WORK INSTRUCTION: Could each entry be returned exactly as it appears?

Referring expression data
····················
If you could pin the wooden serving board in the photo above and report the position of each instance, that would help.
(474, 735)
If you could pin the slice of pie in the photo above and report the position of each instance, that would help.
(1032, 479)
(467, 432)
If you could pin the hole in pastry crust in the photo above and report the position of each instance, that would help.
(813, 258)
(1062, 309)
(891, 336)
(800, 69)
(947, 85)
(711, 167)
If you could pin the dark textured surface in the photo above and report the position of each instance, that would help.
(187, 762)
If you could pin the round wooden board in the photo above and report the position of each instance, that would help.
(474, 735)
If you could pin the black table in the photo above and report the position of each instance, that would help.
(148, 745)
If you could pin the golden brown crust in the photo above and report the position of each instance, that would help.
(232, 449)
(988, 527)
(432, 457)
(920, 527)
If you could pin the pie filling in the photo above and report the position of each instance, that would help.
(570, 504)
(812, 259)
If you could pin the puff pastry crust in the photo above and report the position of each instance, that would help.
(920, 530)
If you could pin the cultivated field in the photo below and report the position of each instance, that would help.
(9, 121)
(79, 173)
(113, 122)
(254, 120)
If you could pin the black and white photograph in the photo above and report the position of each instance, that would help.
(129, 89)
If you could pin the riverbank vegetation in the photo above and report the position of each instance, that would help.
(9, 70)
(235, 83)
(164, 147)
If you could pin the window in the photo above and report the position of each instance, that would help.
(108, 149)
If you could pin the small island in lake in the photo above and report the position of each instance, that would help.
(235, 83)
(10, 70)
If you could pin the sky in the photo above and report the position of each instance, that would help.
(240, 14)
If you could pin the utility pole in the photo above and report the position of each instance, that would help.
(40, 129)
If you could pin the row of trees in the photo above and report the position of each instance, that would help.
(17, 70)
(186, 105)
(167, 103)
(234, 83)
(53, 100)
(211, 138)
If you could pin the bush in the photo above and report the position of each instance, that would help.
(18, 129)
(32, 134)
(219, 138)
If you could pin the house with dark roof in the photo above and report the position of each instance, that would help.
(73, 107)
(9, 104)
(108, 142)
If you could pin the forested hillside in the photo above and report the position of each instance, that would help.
····················
OUTPUT BELOW:
If you could pin the wooden serving board in the photo above and report the position of each instance, that would help.
(474, 735)
If you could pin the slice of pie in the photo above and report the position of each instance, that would help.
(1032, 479)
(467, 432)
If you could pin the hole in pastry crust in the photo above and report the position of each instance, that would help.
(813, 258)
(1062, 309)
(891, 336)
(800, 69)
(947, 85)
(711, 167)
If you could pin the dark textured surface in the photo above and report the position of each instance, that would help.
(187, 762)
If you could pin the round wooden board in the photo above and report the position of each instance, that would help.
(474, 735)
If you could pin the black table in the photo above and report the position of each instance, that would help.
(148, 745)
If you could pin the golden brown crust in the photo above and report the position of each instance, that would help.
(232, 449)
(988, 527)
(432, 457)
(920, 527)
If you could pin the pie filling in the photo above and report the position of each instance, that would help.
(570, 504)
(812, 259)
If you could pin the puff pastry crust in the photo above and report the position of each instance, that would help.
(920, 530)
If you could pin the cultivated field in the photo below and report the position of each instance, that would help.
(9, 121)
(79, 173)
(113, 122)
(254, 120)
If you could pin the black and white photograph in the photo above and report the position of each instance, that would help.
(129, 89)
If you could pin the riverbank vegetation in the photo above and report the position of each instance, that would help.
(9, 70)
(235, 83)
(164, 147)
If you could pin the window in the photo above and report the position of each instance, that would help.
(108, 149)
If you could pin the small island in lake in the photo above and report the position of each instance, that would help.
(235, 83)
(10, 70)
If you could pin the sky in the photo above and report the position of each instance, that would help.
(240, 14)
If you could pin the utility pole in the photo above and report the position of each instance, that would help.
(40, 129)
If you could pin the row of trees in the photo above and report the position of each instance, that would help.
(17, 70)
(186, 105)
(167, 103)
(234, 83)
(53, 100)
(211, 138)
If you could pin the bush in the photo above and report the position of each instance, that would help.
(18, 129)
(32, 134)
(219, 138)
If you could pin the house with dark roof in the photo above and report the position of each instance, that would help.
(73, 107)
(9, 104)
(108, 142)
If you could pin the forested hillside in the photo above and report the position of each instance, that would help.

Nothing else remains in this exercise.